PASSAGE:
···

Reported profit for the quarter was $4.9 billion, compared with $1.8 billion for the second quarter 2023. The reported result for the third quarter is adjusted for inventory holding gains* of $1.2 billion (net of tax) and a net favourable impact of adjusting items* of $0.4 billion (net of tax) to derive the underlying replacement cost profit. Adjusting items include impairments of $1.2 billion and favourable fair value accounting effects* of $1.5 billion.
 
 
 Operating cash flow* $8.7 billion and net debt* reduced to $22.3 billion 
 Operating cash flow in the quarter of $8.7 billion includes a working capital* release (after adjusting for inventory holding gains, fair value accounting effects and other adjusting items) of $2.0 billion (see page 27).
Capital expenditure* in the third quarter was $3.6 billion. bp now expects capital expenditure, including inorganic capital expenditure* to be around $16 billion in 2023.
During the third quarter, bp completed $2.0 billion of share buybacks. This included $225 million as part of the $675 million programme announced on 7 February 2023 to offset the expected full-year dilution from the vesting of awards under employee share schemes in 2023. bp completed the $675 million buyback programme on 1 September 2023.
The $1.5 billion share buyback programme announced with the second quarter results was completed on 27 October 2023.
Net debt was reduced by $1.3 billion to $22.3 billion at the end of the third quarter.
 
 Further $ 1.5 billion share buyback within a disciplined financial frame 
 A resilient dividend is bp’s first priority within its disciplined financial frame, underpinned by a cash balance point* of around $40 per barrel Brent, $11 per barrel RMM and $3 per mmBtu Henry Hub (all 2021 real).

···

DATA BLOCK:
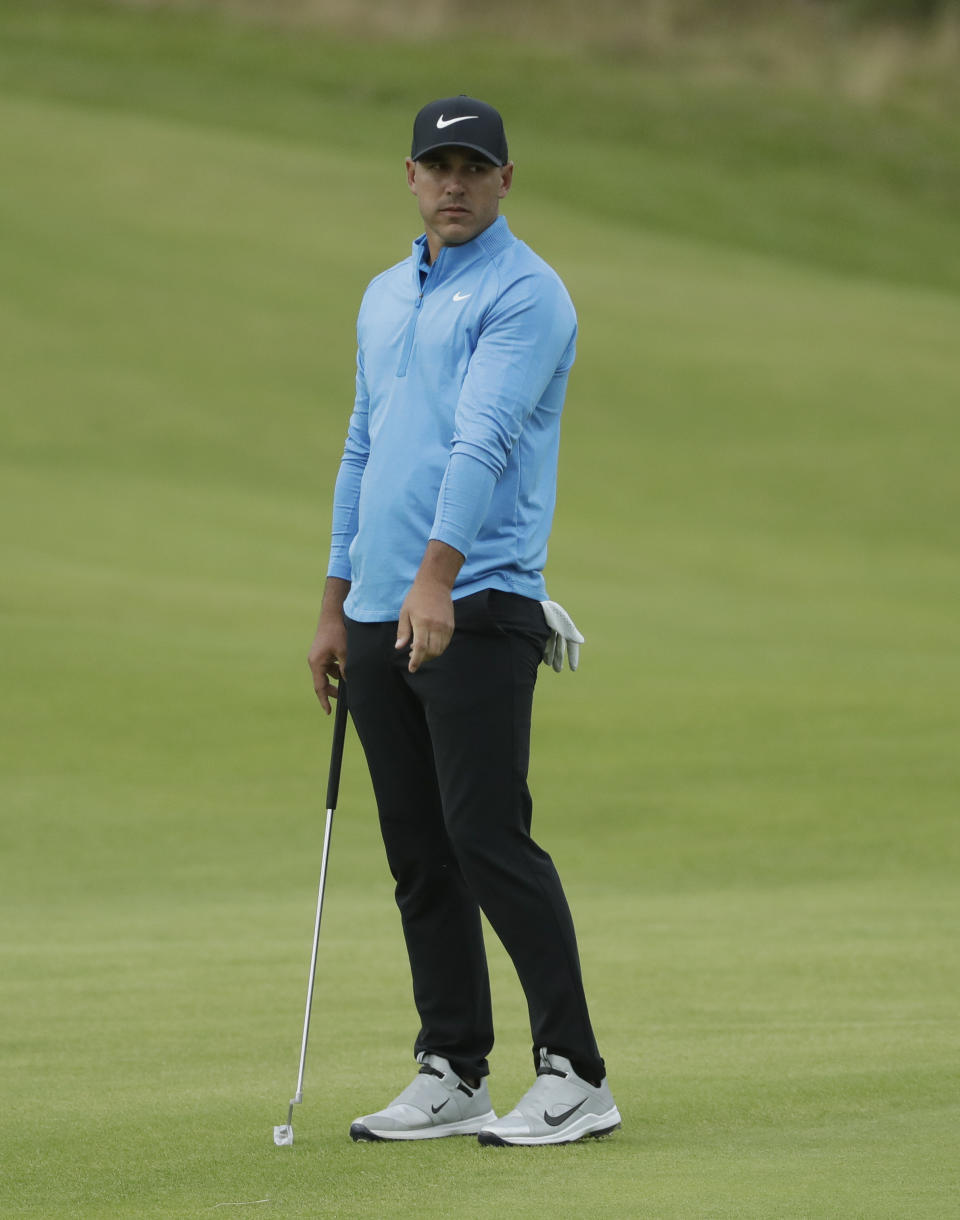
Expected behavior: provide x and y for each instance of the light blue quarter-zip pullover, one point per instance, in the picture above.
(461, 373)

···

SHORT TASK: Resume the bp third-quarter results text, picking up right after its last sentence. The listing comes from a separate source.

RESPONSE TO THIS TASK:
For the third quarter, bp has announced a dividend per ordinary share of 7.270 cents.
bp remains committed to using 60% of 2023 surplus cash flow* for share buybacks, subject to maintaining a strong investment grade credit rating.
bp intends to execute a further $1.5 billion share buyback prior to reporting fourth quarter results.
In setting the dividend per ordinary share and buyback each quarter, the board will continue to take into account factors including the cumulative level of and outlook for surplus cash flow, the cash balance point and the maintenance of a strong investment grade credit rating.
bp’s guidance for distributions remains unchanged. Based on bp’s current forecasts, at around $60 per barrel Brent and subject to the board’s discretion each quarter, bp expects to be able to deliver share buybacks of around $4.0 billion per annum, at the lower end of its $14-18 billion capital expenditure range, and have capacity for an annual increase in the dividend per ordinary share of around 4%.
 
 
 Continued progress in transformation to an integrated energy company 
 In resilient hydrocarbons, bp has announced the start-up of Tangguh Expansion – the third major project* in 2023 - adding around 3.8mtpa of producing capacity to the existing 7.6mtpa facility. It has safely produced the first commercial cargo. In August, bpx energy successfully brought online 'Bingo', its second central processing facility in the Permian Basin. In September, a regulatory approval was received for the Murlach oil and gas development in the North Sea, a two well redevelopment of the Marnock-Skua field back to the ETAP (Eastern Trough Area Project) hub. bp has accelerated its biogas strategy – part of its bioenergy transition growth* engine - bp’s Archaea Energy announced the start-up of its original Archaea Modular Design (AMD) renewable natural gas plant in Medora, Indiana.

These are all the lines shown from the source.